◆ **Exercise details**:
Format the records, starting at the line that contains "the child as" and ending at the line that contains "M 65 31 L 62 31 L 62 33 L 65 33 Z", as a Markdown table with the columns Row and Content. Each nonblank line gets its own numbered row.

◆ **Data entries**:
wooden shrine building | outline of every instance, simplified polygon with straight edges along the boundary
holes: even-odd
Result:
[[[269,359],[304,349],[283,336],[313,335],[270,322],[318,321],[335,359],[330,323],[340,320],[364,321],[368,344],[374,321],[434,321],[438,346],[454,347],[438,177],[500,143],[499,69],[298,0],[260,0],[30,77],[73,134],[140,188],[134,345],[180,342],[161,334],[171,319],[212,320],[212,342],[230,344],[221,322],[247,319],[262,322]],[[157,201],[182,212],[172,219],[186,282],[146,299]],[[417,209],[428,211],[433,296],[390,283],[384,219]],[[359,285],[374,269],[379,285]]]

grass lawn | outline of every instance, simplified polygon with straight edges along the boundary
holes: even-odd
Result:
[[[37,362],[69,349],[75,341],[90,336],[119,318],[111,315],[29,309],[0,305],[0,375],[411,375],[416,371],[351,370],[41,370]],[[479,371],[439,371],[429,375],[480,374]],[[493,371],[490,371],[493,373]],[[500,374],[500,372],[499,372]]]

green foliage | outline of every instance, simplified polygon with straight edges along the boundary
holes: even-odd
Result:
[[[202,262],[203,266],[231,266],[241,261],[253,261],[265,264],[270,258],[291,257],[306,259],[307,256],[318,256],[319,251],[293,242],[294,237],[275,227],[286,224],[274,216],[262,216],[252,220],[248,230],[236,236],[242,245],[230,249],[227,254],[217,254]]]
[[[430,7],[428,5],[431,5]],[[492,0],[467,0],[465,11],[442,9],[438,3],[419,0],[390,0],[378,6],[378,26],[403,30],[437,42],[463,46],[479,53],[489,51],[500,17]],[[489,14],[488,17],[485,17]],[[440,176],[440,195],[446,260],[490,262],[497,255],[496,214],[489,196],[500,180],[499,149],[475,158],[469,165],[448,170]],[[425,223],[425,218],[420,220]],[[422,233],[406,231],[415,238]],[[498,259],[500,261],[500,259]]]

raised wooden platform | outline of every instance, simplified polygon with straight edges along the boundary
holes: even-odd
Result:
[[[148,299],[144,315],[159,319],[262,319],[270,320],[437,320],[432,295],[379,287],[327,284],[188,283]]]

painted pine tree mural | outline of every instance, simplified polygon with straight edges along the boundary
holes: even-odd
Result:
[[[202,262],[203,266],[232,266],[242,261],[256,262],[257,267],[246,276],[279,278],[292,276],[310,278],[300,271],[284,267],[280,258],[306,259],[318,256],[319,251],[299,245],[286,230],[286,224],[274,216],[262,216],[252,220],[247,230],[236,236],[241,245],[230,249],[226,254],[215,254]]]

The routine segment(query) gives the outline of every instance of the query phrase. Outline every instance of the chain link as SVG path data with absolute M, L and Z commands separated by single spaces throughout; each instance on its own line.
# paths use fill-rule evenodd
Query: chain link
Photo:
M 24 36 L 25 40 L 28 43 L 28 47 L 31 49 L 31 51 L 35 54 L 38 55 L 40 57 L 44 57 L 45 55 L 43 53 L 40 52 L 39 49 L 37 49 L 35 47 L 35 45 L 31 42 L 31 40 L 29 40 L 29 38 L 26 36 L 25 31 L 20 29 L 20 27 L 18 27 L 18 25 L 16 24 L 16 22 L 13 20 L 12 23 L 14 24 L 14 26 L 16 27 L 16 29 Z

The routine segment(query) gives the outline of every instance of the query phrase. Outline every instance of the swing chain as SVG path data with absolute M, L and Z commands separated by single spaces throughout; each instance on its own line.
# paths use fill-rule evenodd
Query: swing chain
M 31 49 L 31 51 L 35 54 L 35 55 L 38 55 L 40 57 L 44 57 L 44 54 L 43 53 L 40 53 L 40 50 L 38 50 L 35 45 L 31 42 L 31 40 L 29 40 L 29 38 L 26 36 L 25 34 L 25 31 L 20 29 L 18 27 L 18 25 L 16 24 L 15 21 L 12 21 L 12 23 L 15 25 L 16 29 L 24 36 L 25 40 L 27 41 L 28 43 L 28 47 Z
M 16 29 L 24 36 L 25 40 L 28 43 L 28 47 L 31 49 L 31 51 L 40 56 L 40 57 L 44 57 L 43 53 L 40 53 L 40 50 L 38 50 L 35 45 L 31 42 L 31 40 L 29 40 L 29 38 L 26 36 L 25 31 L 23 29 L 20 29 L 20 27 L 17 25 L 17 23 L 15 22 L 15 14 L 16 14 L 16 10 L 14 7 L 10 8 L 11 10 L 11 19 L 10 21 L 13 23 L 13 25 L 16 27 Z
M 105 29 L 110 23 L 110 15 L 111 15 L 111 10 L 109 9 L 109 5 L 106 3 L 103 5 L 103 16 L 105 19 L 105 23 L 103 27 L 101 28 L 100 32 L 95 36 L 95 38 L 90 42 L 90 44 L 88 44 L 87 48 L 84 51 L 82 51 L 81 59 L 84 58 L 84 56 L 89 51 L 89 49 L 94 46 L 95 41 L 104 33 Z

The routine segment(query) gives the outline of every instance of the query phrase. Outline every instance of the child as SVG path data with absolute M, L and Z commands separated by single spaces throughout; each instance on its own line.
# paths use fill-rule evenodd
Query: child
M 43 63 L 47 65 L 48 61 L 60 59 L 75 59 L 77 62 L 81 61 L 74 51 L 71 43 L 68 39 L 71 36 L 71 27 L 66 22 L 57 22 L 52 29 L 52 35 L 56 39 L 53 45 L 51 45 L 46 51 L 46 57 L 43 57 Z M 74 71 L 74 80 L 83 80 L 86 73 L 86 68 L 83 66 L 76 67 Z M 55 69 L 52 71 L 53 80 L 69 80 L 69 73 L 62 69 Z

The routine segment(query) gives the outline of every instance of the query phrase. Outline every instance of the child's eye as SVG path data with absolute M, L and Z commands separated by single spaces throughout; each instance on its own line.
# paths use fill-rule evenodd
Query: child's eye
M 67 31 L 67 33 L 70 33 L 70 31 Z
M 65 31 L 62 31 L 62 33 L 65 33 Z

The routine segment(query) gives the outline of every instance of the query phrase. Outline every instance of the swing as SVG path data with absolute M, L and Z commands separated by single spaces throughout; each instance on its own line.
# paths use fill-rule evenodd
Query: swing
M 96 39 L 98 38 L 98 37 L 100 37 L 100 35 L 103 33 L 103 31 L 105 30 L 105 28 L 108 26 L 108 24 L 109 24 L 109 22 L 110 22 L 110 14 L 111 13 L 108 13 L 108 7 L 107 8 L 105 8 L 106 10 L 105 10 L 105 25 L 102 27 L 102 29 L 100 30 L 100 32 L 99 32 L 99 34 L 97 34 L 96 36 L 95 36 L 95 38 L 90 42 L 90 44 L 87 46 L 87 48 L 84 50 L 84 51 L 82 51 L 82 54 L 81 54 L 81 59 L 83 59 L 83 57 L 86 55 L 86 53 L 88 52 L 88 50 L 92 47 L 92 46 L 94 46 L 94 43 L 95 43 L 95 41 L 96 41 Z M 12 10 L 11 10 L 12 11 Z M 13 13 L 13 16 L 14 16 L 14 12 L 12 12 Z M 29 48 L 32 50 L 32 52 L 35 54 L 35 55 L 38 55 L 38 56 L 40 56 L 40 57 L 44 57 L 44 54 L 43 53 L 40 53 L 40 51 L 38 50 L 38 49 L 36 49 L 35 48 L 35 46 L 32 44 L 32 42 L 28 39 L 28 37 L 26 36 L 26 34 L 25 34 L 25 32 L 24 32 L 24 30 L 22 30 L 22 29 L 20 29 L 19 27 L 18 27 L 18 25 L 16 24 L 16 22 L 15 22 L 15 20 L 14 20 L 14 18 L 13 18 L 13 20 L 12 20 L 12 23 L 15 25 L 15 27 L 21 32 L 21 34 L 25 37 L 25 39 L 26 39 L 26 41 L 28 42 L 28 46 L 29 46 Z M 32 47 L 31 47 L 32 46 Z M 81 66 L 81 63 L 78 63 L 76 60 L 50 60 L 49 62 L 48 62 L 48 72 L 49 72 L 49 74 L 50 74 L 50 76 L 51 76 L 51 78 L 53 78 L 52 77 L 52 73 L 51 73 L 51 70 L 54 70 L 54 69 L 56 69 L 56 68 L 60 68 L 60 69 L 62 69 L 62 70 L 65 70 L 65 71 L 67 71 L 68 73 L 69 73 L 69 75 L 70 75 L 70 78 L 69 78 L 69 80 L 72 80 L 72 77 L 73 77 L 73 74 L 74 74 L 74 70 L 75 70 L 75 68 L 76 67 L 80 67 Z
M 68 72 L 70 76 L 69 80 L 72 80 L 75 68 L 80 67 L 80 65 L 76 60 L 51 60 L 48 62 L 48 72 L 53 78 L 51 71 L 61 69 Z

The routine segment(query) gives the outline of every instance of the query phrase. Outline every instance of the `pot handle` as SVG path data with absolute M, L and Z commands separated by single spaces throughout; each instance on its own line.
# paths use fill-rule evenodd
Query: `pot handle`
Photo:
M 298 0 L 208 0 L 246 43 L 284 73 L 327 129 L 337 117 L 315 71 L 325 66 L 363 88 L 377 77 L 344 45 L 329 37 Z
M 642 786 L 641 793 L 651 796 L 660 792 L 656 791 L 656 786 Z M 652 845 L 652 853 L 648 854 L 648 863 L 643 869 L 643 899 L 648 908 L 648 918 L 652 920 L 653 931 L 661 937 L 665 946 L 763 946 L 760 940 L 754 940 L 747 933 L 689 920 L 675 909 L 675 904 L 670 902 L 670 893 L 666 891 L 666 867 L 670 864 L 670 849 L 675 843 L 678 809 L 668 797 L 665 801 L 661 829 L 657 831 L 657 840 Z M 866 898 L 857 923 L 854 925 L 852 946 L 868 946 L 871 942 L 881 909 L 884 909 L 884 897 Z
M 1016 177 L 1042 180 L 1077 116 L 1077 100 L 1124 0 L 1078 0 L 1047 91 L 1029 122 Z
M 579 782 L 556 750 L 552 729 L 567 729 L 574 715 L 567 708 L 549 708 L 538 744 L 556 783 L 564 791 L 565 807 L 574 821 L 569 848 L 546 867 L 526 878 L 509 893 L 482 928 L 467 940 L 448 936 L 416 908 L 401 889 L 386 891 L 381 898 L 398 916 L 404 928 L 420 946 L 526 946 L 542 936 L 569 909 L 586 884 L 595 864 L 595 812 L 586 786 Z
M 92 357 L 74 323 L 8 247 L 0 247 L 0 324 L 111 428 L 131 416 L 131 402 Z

◆ **Output below**:
| Row | Content |
|---|---|
| 1 | The routine segment(query) gives the outline of every instance of the query phrase. Outline every instance of the child as SVG path data with absolute M, L and Z commands separated by single spaces throughout; each instance on its own line. |
| 2 | # paths use fill-rule evenodd |
| 3 | Query: child |
| 4 | M 43 63 L 47 65 L 48 61 L 60 59 L 75 59 L 77 62 L 81 61 L 74 51 L 71 43 L 68 39 L 71 36 L 71 27 L 66 22 L 57 22 L 52 29 L 52 35 L 56 39 L 53 45 L 51 45 L 46 51 L 46 57 L 43 57 Z M 74 71 L 74 80 L 83 80 L 86 73 L 86 68 L 83 66 L 76 67 Z M 55 69 L 52 71 L 53 80 L 69 80 L 69 73 L 62 69 Z |
| 5 | The routine segment(query) gives the outline of every instance of the query phrase. Outline every instance of the child's eye as SVG path data with absolute M, L and Z commands separated by single spaces throughout; each instance on its own line. |
| 6 | # paths use fill-rule evenodd |
| 7 | Query: child's eye |
| 8 | M 67 31 L 67 33 L 70 33 L 70 31 Z |
| 9 | M 65 31 L 62 31 L 62 33 L 65 33 Z |